## Items from a data source
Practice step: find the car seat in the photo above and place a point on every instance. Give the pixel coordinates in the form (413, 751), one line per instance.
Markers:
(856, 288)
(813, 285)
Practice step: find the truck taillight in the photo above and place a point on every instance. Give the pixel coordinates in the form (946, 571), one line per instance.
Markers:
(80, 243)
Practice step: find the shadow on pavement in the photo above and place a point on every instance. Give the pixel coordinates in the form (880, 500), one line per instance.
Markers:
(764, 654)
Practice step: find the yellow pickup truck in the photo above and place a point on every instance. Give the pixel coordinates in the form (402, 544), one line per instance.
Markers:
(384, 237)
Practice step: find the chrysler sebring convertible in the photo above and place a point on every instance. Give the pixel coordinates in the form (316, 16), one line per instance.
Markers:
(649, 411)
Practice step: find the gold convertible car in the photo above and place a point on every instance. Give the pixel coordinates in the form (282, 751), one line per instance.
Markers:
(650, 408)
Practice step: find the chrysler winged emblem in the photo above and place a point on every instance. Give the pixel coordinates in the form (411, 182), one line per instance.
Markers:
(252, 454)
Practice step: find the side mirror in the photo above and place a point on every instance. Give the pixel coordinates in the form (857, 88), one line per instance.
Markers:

## Your goal
Please reproduce the items from the line containing "Practice step: find the shadow" up to and including the last line of the items, switching "Markers" to "Points" and keeping everything else unchanged.

## Response
Practice step: find the shadow on pavement in the photo above and place a point on every instance. Give the pixel coordinates in the form (880, 500), one line per instance.
Points:
(764, 654)
Practice step: find the yellow pickup truck in the photo above and place a point on every instance. Give the pixel coordinates in the form (402, 544), one line per instance.
Points:
(384, 237)
Practice step: find the chrysler sebring convertible in the photo above and place a point on every instance. Give the pixel coordinates in the form (316, 16), one line per instance.
Points:
(649, 411)
Practice step: find the gold convertible car in the photo above and place a point on every instance. Give the pixel coordinates in the form (282, 751), one line per instance.
Points:
(650, 408)
Practice step: find the chrysler winged emblem in the photo above and place a point on every instance. Give the pixel coordinates in the form (411, 182), one line per instance.
Points:
(252, 454)
Practice step: find the side mirror in the photo above and place a point on every instance. Give the pixel coordinates in the form (857, 88), one line per instance.
Points:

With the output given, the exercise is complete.